**WHAT YOU HAVE TO DO**
Edit the rows below so that "SHOULD" is replaced by "MUST" wherever it appears, keeping everything else the same.

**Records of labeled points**
>>
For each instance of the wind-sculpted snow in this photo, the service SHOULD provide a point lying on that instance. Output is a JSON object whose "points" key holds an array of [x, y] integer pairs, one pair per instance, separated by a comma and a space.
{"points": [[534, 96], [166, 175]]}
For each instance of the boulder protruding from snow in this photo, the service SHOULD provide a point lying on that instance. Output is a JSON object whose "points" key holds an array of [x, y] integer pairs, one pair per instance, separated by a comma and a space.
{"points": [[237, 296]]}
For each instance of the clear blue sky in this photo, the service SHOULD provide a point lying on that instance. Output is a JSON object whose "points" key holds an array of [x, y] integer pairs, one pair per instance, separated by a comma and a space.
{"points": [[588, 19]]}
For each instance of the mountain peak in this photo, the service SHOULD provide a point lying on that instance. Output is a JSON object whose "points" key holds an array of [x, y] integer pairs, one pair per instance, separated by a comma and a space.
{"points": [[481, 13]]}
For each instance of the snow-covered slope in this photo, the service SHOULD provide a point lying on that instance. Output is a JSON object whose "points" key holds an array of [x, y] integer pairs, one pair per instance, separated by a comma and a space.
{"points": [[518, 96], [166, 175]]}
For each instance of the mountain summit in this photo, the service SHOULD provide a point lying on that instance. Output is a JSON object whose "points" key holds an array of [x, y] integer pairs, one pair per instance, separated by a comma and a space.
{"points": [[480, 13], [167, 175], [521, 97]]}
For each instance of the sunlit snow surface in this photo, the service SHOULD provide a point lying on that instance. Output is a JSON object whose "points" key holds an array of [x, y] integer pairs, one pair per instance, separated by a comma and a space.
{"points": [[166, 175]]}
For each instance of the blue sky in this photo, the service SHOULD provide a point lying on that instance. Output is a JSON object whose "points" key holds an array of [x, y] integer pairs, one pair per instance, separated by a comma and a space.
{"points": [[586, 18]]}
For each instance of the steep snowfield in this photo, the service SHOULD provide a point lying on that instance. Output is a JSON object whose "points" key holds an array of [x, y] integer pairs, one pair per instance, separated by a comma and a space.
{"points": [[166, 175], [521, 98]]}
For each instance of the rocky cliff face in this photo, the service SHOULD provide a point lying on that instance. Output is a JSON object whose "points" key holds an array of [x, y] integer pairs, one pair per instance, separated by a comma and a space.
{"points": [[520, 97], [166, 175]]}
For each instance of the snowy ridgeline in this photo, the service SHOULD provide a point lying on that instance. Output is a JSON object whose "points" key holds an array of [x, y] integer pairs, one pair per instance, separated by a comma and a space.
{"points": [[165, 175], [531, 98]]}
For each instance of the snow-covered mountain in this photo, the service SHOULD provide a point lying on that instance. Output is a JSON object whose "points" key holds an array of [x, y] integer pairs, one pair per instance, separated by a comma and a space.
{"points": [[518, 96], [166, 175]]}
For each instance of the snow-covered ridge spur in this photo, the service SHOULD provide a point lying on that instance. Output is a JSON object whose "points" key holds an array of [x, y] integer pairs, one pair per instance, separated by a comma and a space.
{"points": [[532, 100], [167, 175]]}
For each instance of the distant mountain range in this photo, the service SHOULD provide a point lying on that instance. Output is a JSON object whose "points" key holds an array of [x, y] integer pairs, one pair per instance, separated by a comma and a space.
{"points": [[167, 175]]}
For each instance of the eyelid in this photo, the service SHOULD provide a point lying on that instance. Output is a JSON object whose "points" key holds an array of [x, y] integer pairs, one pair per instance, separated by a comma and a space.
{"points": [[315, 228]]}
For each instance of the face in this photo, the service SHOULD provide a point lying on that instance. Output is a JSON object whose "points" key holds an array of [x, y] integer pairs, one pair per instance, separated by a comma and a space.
<<
**RESPONSE**
For each instance of the wind-sculpted snow in this photo, the service MUST provide a point lying on that instance. Output is a JSON object whose "points" key holds an array of [x, y] integer pairs, one pair per instance, separated by a comma and a space.
{"points": [[534, 96], [166, 175]]}
For each instance of the boulder protruding from snow in this photo, the service MUST provide a point lying on that instance. Output is a JSON object whose "points" key holds an array of [x, y] integer pairs, one pair per instance, separated by a comma and a space.
{"points": [[237, 296]]}
For each instance of the clear blue sky in this photo, the service MUST provide a point lying on that instance. Output is a JSON object whose "points" key holds an array of [x, y] integer pairs, one pair per instance, separated by a comma and a space.
{"points": [[588, 19]]}
For each instance of the mountain peak in this photo, the service MUST provide a point lying on that instance. Output is a JSON object whose "points" key holds an array of [x, y] integer pairs, one pair per instance, separated by a comma and a space.
{"points": [[481, 13]]}
For each instance of the snow-covered slope in this photo, the service MUST provide a point lying on that instance. Output is a JSON object whose "points" key holds an array of [x, y] integer pairs, one pair per instance, separated by a comma and a space.
{"points": [[518, 96], [166, 175]]}
For each instance of the mountain summit in this photo, the service MUST provide a point lying on that instance. Output is a JSON object whose "points" key holds an array of [x, y] integer pairs, one pair per instance, separated by a comma and a space.
{"points": [[480, 13], [167, 175], [521, 97]]}
For each instance of the sunlit snow surface in this photo, the service MUST provide a point lying on that instance. Output is a JSON object whose "points" key holds an array of [x, y] integer pairs, one pair per instance, separated by a comma and a space.
{"points": [[166, 175]]}
For each instance of the blue sky in this photo, the service MUST provide a point lying on that instance. Output is a JSON object whose "points" key holds an array of [x, y] integer pairs, one pair per instance, separated by a comma and a space.
{"points": [[586, 18]]}
For each instance of the steep snowfield in this photo, the service MUST provide a point lying on that instance. Output is a JSON object whose "points" key holds an array of [x, y] integer pairs, one pair per instance, separated by a comma and a space.
{"points": [[166, 175], [521, 98]]}
For each instance of the rocky cliff face in this photo, the service MUST provide a point lying on that instance. Output is a JSON object whose "points" key holds an array of [x, y] integer pairs, one pair per instance, separated by a comma and a space.
{"points": [[520, 97], [166, 175]]}
For each instance of the snowy ridgeline in this photo, the service MUST provide a point lying on that instance. Output is a JSON object whose "points" key holds an array of [x, y] integer pairs, one pair per instance, separated by a comma and a space.
{"points": [[165, 175], [531, 98]]}
For each instance of the snow-covered mountain in this photo, the service MUST provide a point lying on that instance. Output is a JSON object whose "points" key holds an array of [x, y] integer pairs, one pair per instance, separated by a comma and a space.
{"points": [[518, 96], [166, 175]]}
For each instance of the snow-covered ridge spur in this photo, the service MUST provide a point lying on that instance. Output is a JSON object whose "points" key holds an array of [x, y] integer pairs, one pair per instance, separated by a comma and a space.
{"points": [[532, 100], [167, 175]]}
For each instance of the distant mountain range in this photo, the service MUST provide a point lying on that instance. Output is a JSON object whose "points" key holds an array of [x, y] integer pairs, one pair per instance, separated by a comma and a space.
{"points": [[167, 175]]}
For each instance of the eyelid in this photo, the service MUST provide a point lying on that instance. Output is a JSON object whose "points" key holds an array of [x, y] integer pairs, one pair per instance, separated by a comma and a space.
{"points": [[315, 228]]}
For each instance of the face in this photo, the service MUST provide a point lying on that instance. Output is a JSON object whose "points" key holds an array of [x, y] integer pairs, one pair per instance, separated by a comma and a space.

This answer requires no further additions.